-- Start Exercise materials --
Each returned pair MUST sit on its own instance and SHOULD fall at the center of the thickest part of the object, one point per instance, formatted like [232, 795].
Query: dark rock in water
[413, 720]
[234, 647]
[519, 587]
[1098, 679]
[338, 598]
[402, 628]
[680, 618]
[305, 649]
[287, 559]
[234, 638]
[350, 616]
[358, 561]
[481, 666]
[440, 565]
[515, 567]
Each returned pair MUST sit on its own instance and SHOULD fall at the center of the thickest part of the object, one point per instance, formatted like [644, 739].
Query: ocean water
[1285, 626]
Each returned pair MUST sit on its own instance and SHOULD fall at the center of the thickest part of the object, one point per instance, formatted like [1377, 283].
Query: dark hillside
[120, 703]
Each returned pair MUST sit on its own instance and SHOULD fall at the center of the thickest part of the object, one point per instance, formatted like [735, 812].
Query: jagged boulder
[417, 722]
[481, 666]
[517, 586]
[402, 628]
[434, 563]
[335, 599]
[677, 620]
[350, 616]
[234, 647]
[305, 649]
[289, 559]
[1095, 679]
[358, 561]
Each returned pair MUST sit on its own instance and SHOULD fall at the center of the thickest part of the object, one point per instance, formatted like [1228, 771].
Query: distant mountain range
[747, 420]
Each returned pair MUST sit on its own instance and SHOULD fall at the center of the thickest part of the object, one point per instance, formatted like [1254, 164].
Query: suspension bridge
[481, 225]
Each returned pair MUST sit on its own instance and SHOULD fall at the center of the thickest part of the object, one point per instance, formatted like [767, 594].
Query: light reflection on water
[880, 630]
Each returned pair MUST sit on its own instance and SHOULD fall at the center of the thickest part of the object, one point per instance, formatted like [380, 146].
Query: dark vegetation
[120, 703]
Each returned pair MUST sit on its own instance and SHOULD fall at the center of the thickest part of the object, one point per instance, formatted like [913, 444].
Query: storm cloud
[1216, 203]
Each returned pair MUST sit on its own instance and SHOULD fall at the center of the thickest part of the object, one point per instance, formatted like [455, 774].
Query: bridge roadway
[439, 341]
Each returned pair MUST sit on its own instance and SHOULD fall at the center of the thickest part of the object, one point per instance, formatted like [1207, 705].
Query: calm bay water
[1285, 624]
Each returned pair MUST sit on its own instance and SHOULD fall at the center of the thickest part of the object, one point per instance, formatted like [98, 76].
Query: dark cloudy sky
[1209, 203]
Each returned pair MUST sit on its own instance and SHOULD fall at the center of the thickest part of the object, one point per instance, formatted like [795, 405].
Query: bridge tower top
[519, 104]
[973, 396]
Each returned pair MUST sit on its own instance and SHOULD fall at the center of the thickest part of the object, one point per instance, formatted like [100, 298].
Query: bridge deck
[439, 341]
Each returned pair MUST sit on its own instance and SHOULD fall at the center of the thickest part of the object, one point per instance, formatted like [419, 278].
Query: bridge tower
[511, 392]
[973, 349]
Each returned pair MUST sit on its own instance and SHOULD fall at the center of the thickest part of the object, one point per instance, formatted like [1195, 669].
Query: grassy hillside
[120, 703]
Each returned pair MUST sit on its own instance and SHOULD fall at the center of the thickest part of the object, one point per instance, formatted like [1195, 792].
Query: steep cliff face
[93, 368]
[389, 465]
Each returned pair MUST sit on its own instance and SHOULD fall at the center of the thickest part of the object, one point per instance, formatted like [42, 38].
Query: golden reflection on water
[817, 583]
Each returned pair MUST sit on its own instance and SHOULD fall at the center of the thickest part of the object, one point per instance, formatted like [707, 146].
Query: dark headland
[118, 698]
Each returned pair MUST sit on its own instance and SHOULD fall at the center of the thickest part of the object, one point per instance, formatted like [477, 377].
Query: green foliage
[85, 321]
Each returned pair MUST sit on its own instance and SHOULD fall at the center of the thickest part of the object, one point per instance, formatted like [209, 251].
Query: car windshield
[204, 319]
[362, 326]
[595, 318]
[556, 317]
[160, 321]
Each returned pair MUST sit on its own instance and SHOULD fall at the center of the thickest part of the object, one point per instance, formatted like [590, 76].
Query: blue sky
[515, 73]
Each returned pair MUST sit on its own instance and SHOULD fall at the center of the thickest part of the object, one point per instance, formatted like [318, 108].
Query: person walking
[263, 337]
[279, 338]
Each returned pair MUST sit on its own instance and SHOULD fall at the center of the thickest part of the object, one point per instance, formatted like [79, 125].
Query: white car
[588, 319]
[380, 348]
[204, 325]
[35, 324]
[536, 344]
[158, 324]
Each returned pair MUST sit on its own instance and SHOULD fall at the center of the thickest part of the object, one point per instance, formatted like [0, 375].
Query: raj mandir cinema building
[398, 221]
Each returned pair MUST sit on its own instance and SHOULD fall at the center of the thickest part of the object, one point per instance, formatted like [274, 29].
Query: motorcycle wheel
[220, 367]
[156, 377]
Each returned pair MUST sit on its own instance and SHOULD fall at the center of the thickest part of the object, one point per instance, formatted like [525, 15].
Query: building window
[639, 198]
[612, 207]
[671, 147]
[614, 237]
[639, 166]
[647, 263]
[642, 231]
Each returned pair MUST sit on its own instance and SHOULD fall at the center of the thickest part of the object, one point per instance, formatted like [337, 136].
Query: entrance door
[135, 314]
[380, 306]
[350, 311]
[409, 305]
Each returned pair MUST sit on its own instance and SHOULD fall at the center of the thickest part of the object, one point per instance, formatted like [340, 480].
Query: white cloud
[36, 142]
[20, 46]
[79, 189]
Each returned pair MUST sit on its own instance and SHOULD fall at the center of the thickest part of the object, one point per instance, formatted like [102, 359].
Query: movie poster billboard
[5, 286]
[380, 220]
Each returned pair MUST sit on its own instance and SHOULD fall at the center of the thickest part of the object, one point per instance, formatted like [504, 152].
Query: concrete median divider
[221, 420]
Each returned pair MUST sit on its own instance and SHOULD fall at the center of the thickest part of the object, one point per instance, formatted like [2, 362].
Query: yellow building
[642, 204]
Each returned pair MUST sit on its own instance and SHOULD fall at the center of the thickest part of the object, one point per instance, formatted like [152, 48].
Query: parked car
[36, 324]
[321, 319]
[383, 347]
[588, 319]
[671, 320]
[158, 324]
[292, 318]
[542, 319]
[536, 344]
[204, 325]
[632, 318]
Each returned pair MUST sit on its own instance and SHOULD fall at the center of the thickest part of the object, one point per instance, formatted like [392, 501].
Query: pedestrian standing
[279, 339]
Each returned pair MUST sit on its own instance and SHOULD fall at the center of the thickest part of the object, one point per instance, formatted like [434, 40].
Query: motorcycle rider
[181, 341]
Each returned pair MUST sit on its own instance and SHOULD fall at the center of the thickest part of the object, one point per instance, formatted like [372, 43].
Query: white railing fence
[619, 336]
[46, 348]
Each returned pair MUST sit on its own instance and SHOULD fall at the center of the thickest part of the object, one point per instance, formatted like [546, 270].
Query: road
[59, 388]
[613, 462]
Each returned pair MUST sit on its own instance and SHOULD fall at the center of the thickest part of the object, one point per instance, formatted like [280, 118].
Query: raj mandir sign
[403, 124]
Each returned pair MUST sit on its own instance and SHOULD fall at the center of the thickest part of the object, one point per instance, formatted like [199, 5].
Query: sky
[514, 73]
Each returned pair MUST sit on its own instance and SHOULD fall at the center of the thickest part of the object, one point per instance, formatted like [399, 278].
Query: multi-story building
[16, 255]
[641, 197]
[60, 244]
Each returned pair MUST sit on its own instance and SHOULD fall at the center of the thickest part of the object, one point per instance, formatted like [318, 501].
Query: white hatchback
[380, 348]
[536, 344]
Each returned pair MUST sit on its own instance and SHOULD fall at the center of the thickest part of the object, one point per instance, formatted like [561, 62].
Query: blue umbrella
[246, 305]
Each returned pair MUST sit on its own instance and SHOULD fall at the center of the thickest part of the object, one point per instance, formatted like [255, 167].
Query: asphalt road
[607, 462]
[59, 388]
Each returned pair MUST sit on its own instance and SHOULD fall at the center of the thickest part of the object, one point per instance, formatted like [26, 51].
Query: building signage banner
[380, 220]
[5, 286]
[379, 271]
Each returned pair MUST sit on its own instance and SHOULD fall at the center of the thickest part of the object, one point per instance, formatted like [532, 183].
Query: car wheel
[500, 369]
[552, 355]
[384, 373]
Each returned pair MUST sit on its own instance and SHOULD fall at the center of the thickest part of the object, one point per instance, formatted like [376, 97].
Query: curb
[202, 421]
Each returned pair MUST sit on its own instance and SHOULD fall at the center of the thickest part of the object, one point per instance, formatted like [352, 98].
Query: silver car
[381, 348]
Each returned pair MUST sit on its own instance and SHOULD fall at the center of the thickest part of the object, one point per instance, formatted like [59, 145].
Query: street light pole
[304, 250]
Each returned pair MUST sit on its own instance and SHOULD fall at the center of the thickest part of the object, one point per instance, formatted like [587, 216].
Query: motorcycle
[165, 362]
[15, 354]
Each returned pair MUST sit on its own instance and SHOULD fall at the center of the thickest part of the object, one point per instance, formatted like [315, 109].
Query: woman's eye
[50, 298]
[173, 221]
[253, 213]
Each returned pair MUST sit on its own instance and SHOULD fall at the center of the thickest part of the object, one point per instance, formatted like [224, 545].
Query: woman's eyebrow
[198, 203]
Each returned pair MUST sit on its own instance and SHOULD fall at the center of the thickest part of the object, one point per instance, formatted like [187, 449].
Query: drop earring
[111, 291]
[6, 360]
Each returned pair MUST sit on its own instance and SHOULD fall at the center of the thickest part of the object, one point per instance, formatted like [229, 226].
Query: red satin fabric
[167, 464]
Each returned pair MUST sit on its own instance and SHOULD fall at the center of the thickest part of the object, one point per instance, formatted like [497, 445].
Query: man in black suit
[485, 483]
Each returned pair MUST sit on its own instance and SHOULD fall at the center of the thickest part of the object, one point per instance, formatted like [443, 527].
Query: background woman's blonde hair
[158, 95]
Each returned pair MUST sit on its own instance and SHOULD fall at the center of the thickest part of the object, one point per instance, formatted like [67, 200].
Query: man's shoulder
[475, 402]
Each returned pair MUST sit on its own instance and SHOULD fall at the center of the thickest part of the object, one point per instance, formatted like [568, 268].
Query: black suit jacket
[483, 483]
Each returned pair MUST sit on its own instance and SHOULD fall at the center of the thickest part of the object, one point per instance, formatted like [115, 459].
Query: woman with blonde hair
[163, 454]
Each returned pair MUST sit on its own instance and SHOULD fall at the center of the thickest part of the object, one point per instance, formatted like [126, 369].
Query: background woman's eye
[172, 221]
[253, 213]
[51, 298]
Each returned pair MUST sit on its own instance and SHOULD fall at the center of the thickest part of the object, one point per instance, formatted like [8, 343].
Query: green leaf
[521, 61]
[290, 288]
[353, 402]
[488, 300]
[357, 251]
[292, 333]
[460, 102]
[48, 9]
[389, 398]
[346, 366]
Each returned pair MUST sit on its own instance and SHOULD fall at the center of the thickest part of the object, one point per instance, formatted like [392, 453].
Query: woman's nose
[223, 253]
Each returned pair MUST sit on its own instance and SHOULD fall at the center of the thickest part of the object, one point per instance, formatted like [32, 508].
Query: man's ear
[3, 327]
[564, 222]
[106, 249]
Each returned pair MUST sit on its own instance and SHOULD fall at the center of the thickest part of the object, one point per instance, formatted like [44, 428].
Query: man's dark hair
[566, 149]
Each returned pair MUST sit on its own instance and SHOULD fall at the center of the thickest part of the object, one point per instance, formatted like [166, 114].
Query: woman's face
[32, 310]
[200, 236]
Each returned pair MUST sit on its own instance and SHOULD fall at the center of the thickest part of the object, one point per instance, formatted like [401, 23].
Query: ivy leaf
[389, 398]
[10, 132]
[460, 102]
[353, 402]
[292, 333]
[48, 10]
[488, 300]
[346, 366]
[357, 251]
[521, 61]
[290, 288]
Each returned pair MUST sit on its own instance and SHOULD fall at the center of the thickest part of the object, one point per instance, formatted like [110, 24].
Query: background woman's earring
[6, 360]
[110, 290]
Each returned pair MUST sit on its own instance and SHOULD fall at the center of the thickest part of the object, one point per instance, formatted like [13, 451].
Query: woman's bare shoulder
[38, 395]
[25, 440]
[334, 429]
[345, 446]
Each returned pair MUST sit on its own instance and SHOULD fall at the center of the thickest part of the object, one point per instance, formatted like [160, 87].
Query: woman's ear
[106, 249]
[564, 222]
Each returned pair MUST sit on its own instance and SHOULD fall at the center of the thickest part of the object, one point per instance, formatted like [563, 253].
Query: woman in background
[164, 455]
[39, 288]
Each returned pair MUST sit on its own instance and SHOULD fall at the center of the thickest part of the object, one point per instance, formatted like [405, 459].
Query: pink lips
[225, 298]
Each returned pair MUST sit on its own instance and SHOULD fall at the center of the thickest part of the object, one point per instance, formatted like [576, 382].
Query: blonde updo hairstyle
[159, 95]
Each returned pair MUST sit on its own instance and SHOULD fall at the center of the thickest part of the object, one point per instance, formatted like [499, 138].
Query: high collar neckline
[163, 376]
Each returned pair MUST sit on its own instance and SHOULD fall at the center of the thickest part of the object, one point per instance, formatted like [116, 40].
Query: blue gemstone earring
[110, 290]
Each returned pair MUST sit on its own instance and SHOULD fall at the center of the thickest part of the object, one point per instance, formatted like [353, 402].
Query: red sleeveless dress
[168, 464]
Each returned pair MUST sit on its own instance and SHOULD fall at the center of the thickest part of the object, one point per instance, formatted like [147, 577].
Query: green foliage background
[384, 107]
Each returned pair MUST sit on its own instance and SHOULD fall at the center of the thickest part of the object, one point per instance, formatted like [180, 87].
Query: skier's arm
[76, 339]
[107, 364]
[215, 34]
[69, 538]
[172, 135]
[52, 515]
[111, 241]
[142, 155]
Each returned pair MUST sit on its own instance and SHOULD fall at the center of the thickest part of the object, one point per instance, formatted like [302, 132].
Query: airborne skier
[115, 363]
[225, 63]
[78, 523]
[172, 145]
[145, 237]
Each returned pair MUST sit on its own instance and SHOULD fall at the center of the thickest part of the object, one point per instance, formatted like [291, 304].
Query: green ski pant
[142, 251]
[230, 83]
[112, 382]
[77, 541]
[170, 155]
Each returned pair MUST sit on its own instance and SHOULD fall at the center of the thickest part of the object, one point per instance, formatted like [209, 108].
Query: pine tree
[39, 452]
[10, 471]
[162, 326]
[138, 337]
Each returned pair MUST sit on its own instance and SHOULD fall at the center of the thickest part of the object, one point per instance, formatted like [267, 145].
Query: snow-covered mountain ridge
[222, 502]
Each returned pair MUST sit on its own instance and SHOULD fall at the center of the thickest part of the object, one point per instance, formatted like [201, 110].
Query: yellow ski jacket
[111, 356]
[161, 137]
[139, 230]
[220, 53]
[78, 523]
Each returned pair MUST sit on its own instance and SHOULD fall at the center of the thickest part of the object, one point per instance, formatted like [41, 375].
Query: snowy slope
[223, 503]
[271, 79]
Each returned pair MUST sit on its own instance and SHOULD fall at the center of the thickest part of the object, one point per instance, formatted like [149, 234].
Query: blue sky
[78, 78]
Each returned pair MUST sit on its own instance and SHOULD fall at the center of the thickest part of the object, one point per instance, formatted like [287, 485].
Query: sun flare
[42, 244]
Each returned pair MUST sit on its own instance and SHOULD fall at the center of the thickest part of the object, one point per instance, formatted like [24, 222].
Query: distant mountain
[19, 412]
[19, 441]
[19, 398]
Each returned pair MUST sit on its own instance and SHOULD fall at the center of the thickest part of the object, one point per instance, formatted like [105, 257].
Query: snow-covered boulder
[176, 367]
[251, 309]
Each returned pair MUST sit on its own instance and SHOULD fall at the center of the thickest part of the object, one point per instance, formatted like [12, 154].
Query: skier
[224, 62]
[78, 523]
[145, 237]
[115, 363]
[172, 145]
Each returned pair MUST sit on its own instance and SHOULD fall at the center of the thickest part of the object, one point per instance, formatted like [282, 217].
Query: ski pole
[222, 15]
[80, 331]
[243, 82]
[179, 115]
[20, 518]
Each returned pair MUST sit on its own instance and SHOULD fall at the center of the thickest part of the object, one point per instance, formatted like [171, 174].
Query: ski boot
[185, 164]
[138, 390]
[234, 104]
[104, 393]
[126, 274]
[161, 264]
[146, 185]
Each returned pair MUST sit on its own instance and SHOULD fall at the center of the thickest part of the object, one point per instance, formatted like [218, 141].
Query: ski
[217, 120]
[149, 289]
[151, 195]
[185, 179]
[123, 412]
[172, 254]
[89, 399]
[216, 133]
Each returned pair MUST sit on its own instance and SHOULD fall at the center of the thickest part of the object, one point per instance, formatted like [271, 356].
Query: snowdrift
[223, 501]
-- End Exercise materials --
# Short exercise
Copy the listing word for word from its first line through the line that contains "[1285, 626]", including both ends.

# Correct result
Each returned pair MUST sit on its own instance and SHOULD fall at the center of the thickest part of the object, one point per instance, formatted like [232, 795].
Query: dark rock in water
[413, 720]
[234, 647]
[519, 587]
[1098, 679]
[338, 598]
[402, 628]
[680, 618]
[305, 649]
[287, 559]
[234, 638]
[350, 616]
[358, 561]
[481, 666]
[440, 565]
[515, 567]
Each returned pair MUST sit on its own instance and SHOULD fall at the center of the thickest part of the object, one point per instance, formatted like [644, 739].
Query: ocean water
[1285, 626]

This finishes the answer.